## Exercise brief
Starting at the line that contains "TARGET: the folding table top" and continuing to the end of the records, reproduce every line. Scale each point's coordinates by 1.85, round them to whole numbers with halves going up, keep all other lines unchanged, and give nothing outside that span.

## Data section
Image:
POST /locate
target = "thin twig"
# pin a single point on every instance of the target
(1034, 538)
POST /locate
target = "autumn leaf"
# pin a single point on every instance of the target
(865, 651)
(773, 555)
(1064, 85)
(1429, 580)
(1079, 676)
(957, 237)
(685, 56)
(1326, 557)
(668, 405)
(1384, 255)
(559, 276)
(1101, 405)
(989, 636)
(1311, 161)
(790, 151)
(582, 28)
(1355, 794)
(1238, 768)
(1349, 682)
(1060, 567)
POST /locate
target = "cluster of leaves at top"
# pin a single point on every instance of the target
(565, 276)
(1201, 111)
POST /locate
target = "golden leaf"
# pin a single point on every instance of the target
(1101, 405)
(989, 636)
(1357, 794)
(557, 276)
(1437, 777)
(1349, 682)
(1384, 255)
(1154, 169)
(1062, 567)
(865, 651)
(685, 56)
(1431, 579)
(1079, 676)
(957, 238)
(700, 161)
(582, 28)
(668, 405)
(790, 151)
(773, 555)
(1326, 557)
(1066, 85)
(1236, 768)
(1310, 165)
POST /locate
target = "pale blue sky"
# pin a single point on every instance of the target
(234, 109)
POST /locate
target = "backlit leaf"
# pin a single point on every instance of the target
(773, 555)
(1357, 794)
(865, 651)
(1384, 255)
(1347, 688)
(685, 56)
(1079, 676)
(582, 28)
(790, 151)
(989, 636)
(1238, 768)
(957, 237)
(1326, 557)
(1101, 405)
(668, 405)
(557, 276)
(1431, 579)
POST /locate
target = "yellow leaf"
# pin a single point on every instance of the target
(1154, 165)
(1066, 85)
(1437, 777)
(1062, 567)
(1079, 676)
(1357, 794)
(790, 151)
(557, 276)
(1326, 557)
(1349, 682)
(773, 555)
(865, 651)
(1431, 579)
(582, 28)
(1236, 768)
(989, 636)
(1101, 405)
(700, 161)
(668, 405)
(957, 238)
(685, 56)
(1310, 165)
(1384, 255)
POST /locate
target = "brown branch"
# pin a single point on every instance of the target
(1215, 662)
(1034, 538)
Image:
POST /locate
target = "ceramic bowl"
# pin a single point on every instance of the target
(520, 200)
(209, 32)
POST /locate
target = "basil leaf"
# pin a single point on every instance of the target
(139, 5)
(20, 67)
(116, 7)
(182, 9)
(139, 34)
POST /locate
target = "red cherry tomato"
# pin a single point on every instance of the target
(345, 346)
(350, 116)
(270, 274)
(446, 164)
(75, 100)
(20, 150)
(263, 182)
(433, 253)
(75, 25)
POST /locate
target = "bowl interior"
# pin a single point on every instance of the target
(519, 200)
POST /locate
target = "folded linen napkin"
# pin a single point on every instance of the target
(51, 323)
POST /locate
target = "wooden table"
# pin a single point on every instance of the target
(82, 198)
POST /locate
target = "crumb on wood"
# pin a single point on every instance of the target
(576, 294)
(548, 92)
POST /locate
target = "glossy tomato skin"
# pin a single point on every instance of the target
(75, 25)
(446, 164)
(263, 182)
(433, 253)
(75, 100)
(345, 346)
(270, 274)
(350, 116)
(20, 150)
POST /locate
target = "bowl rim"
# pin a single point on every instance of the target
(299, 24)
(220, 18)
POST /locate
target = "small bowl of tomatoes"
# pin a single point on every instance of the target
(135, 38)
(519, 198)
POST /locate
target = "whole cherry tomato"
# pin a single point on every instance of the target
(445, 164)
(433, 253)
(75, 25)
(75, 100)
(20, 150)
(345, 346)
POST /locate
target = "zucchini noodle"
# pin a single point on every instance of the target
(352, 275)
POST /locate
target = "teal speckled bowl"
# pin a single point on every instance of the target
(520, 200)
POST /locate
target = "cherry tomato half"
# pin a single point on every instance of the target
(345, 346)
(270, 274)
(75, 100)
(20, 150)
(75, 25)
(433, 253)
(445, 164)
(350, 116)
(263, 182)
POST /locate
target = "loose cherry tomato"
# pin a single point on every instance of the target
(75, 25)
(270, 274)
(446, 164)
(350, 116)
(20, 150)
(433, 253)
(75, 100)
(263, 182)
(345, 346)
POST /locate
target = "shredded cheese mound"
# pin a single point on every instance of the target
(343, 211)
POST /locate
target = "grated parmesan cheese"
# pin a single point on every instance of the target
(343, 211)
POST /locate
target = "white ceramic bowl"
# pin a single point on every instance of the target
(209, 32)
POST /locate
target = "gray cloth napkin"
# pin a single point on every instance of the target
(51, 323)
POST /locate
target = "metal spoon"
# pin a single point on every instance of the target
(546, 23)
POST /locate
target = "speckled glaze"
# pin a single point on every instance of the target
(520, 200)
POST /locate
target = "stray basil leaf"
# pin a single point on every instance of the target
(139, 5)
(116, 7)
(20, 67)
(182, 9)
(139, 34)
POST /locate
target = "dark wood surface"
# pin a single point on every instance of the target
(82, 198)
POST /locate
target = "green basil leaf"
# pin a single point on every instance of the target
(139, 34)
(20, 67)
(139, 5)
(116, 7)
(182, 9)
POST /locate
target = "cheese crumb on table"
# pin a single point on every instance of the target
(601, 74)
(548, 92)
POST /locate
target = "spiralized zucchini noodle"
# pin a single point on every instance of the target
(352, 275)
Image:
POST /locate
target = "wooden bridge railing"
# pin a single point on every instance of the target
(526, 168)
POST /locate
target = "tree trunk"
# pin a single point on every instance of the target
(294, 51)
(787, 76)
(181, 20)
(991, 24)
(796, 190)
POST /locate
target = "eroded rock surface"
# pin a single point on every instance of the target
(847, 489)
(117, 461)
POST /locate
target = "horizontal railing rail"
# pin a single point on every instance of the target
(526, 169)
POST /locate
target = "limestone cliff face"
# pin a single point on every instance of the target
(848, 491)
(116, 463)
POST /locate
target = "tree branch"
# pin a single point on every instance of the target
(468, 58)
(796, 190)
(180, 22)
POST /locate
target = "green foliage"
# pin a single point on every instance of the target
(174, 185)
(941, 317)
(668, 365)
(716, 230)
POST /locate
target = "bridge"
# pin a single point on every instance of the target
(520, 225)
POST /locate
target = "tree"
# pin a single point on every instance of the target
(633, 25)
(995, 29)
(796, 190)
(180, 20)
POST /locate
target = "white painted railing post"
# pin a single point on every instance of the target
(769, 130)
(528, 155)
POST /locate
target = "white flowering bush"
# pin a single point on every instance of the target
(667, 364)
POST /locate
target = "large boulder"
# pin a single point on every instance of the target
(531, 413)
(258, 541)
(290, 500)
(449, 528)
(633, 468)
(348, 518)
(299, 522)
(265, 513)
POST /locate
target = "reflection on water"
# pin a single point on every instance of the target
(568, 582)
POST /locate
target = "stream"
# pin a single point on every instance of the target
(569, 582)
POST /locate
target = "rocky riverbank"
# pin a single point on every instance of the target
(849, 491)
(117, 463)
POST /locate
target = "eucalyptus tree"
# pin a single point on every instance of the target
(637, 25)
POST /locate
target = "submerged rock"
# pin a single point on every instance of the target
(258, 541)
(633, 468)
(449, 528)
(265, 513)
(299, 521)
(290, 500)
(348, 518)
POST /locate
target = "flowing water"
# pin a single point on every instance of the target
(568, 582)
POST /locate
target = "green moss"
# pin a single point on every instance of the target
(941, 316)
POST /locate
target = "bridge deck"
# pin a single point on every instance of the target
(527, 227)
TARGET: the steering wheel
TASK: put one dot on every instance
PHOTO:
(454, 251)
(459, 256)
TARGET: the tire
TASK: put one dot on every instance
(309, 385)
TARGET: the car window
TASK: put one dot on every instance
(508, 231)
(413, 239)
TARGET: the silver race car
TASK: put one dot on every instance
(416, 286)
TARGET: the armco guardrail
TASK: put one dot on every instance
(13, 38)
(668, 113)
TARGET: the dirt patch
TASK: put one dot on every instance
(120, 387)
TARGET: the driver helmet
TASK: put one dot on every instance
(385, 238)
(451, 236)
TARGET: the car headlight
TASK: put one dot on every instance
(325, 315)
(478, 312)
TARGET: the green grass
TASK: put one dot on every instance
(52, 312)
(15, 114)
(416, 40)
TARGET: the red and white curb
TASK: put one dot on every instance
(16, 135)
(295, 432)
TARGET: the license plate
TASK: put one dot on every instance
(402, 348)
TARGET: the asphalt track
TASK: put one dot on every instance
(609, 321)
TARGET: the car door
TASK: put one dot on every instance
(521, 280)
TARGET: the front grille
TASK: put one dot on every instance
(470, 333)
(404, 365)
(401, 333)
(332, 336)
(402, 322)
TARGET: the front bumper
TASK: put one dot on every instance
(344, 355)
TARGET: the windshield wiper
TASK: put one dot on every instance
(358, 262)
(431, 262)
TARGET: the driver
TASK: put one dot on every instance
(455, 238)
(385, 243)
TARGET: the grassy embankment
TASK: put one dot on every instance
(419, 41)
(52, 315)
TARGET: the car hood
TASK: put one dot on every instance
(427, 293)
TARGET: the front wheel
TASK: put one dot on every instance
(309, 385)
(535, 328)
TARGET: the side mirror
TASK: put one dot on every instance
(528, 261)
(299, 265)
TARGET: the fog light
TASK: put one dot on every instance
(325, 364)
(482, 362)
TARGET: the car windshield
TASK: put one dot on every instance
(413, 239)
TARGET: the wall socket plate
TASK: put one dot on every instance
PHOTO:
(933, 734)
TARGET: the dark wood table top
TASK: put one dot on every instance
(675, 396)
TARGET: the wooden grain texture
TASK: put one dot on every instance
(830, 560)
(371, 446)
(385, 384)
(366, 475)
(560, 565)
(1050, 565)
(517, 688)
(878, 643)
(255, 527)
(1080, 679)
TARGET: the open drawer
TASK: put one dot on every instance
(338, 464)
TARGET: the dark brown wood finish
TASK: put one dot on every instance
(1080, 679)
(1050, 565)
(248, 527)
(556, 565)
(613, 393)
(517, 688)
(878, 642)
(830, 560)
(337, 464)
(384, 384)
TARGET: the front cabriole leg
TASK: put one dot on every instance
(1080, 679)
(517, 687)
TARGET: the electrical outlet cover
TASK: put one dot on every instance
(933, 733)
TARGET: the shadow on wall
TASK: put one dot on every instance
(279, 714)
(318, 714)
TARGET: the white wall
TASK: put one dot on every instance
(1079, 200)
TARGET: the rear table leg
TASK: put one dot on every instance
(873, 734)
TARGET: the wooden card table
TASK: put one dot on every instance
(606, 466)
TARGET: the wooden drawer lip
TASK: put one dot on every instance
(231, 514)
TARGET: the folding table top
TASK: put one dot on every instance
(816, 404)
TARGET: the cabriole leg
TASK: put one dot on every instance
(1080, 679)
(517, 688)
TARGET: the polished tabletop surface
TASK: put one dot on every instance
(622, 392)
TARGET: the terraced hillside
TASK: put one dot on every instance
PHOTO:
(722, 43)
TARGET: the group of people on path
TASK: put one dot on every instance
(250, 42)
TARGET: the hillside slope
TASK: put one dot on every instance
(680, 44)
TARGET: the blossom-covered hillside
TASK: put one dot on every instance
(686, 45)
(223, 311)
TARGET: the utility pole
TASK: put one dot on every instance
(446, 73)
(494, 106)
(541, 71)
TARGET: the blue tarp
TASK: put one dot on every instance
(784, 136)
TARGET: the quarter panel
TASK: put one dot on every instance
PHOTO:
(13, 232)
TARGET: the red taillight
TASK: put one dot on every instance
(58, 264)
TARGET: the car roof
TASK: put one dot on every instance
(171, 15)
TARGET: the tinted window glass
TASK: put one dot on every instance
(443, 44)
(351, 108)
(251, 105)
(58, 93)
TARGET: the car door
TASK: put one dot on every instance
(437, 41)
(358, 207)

## Result below
TARGET: the folding table top
TASK: put one dot on every instance
(1510, 747)
TARGET: the cabriole leg
TASK: put one dot on every instance
(1998, 1256)
(956, 1273)
TARGET: the polished tabletop surface
TASK: put one dot on every instance
(1151, 725)
TARGET: the terraced hillside
TASK: put one dot on every instance
PHOTO:
(1336, 80)
TARGET: the group of people on path
TASK: put one dot on every instance
(463, 78)
TARGET: the hillside slope
TASK: put one dot on every instance
(1258, 81)
TARGET: the blossom-covered hillside
TASK: put one dot on every instance
(1269, 83)
(413, 575)
TARGET: the utility pole
TASK: put one dot on every instance
(825, 135)
(914, 196)
(1001, 131)
TARGET: the blue tarp
TASK: put one dot on every instance
(1450, 252)
TARGET: the quarter panel
TASK: put one dot on every instance
PHOTO:
(24, 429)
TARGET: the red taillight
TASK: put one dot on every instance
(107, 488)
TARGET: the car roof
TASK: put one dot on every instance
(316, 28)
TARGET: the tinted window glass
TASK: put one dot on every instance
(820, 81)
(649, 200)
(464, 194)
(107, 172)
TARGET: the car door
TASK: put one dot on every instance
(808, 76)
(662, 383)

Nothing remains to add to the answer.